### Goal
Convert everything from the line containing "Target: white window frame" down to the line containing "[[[43,87],[38,86],[37,87],[37,98],[39,100],[42,100],[43,98]]]", both included, into a numbered list with one line per item, skipping any blank lines.

Data extracted from a collection:

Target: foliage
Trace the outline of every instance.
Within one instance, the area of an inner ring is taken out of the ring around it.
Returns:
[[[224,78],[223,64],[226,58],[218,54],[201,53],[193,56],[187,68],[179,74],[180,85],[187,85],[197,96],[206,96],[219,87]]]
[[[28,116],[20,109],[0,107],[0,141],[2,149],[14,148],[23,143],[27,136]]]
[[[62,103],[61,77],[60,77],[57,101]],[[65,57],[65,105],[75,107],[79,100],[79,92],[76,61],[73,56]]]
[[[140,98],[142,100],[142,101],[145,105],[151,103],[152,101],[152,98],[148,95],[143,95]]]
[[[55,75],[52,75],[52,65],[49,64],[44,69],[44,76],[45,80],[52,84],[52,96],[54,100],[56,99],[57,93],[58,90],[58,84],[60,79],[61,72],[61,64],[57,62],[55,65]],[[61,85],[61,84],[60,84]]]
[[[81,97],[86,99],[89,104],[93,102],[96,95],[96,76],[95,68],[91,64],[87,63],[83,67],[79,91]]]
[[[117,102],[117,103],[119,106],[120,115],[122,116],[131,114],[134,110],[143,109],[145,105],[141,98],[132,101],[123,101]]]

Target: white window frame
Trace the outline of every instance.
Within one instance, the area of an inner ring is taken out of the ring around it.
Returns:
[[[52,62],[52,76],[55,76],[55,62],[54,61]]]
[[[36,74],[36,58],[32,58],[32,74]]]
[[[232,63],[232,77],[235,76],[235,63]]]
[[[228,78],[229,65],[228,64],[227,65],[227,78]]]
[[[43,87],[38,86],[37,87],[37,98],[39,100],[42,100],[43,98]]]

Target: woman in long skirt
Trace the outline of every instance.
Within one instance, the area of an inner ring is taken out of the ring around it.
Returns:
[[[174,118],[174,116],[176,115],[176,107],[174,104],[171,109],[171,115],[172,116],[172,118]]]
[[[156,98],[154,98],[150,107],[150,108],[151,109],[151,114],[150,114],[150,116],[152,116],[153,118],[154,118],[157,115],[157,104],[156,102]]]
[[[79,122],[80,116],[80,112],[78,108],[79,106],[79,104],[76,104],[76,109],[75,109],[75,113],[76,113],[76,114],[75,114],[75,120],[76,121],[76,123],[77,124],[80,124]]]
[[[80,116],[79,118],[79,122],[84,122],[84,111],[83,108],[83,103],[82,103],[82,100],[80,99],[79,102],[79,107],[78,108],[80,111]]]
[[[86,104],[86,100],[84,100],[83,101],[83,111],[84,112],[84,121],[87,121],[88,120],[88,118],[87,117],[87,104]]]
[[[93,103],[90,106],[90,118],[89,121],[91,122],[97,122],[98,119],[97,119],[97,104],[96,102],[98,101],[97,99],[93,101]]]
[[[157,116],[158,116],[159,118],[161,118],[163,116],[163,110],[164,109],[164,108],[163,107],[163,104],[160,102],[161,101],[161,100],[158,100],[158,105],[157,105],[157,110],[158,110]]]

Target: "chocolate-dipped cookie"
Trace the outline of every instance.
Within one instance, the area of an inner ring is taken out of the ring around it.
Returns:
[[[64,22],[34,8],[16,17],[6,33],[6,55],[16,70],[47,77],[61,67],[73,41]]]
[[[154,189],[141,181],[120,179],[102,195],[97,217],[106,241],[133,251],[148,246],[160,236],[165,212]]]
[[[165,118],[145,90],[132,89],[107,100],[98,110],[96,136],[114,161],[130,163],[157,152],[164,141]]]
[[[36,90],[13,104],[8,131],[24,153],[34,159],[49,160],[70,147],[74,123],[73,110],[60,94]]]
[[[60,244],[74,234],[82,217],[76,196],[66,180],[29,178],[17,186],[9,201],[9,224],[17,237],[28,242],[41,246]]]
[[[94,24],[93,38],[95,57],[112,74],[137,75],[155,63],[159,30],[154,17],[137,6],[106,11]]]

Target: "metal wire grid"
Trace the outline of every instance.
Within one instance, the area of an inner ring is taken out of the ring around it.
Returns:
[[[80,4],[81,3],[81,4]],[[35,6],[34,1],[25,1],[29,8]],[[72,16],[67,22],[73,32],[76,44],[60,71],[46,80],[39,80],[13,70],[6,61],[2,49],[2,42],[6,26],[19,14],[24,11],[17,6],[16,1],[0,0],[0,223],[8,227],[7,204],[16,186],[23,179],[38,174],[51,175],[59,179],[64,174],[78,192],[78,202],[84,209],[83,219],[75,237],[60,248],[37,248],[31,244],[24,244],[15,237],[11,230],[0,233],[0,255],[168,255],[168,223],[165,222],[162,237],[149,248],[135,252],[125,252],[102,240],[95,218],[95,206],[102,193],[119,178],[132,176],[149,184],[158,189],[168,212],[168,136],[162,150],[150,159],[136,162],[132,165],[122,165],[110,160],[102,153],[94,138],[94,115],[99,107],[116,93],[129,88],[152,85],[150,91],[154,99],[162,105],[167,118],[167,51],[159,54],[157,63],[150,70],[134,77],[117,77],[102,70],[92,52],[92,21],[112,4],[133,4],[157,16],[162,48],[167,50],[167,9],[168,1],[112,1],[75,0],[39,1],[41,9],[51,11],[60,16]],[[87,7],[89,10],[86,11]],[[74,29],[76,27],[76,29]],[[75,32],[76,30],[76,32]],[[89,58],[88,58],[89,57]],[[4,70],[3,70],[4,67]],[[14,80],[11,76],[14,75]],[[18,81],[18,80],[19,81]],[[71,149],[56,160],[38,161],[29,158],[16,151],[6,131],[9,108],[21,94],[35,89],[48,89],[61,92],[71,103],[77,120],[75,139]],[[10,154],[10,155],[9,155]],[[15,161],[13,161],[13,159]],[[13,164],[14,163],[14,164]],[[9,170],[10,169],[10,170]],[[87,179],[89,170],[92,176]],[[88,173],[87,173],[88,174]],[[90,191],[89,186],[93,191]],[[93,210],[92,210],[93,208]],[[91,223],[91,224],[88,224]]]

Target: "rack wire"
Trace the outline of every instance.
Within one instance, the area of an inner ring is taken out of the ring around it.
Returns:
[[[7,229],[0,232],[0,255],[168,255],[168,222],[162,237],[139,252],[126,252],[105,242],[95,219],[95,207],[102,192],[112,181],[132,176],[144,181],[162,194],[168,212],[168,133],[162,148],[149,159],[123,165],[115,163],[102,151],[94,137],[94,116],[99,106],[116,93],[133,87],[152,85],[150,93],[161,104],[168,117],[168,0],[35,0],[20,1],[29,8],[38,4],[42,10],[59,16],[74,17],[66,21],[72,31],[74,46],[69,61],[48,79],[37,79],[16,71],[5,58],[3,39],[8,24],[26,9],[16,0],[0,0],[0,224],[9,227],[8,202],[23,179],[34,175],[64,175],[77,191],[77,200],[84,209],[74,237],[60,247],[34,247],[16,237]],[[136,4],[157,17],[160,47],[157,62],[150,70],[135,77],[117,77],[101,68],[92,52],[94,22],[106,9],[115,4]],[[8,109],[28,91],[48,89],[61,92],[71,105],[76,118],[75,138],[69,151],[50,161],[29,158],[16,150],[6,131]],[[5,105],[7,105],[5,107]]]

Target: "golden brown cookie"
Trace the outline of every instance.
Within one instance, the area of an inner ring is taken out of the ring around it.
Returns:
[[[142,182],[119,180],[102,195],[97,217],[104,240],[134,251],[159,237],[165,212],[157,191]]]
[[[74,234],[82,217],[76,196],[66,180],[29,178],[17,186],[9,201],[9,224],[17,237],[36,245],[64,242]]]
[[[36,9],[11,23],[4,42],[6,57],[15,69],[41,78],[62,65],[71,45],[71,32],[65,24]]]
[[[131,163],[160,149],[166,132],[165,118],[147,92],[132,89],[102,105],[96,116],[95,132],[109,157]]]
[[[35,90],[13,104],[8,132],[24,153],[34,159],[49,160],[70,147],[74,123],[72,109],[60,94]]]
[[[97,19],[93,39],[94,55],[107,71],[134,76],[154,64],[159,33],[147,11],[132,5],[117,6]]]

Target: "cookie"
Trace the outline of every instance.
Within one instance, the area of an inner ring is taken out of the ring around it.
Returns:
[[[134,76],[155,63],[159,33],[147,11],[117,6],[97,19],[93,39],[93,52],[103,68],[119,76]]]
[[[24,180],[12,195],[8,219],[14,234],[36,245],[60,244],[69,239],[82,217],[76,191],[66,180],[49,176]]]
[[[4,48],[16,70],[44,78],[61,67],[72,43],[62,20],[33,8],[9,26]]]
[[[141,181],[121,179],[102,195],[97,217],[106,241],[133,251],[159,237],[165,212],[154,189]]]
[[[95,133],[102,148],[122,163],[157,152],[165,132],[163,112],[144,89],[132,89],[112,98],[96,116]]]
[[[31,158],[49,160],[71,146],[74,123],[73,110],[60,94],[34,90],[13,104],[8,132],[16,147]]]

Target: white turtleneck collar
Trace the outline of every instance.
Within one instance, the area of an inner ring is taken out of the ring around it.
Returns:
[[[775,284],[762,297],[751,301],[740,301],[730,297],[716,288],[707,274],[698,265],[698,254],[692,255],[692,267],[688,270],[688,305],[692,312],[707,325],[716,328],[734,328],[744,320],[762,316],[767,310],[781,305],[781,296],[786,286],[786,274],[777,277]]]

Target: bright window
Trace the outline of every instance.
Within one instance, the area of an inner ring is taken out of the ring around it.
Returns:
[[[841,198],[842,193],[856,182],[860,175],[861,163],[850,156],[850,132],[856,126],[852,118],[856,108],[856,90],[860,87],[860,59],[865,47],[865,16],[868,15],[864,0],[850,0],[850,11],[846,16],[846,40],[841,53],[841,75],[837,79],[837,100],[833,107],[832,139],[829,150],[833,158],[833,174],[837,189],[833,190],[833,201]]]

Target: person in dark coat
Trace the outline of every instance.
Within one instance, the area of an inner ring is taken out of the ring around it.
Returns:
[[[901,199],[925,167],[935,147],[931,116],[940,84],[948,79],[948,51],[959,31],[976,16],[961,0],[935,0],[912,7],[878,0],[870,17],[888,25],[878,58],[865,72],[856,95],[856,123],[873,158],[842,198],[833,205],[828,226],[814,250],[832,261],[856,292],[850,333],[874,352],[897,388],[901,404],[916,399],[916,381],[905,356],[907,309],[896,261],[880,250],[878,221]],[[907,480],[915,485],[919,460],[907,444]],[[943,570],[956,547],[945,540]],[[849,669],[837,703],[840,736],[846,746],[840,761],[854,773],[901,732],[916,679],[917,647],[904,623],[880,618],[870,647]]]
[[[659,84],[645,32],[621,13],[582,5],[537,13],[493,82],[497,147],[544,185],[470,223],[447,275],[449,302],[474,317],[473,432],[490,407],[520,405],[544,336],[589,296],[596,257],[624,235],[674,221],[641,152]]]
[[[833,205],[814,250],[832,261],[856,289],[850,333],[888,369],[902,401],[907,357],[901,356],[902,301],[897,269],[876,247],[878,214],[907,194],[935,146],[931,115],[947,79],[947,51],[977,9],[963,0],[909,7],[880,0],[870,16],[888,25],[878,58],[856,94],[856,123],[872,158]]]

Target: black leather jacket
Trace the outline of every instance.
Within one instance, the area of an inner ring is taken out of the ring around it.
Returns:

### Answer to this problem
1. Target: white window frame
2. Trace the outline of every instance.
3. Within one instance, the area of an inner ring is taken out of the ring around it.
4. Returns:
5. [[[52,62],[52,76],[55,76],[55,62],[54,61]]]
6. [[[36,74],[36,58],[32,58],[32,74]]]
7. [[[232,63],[232,77],[235,76],[235,63]]]
8. [[[228,78],[229,65],[228,64],[227,65],[227,78]]]
9. [[[43,87],[38,86],[37,87],[37,98],[39,100],[42,100],[43,98]]]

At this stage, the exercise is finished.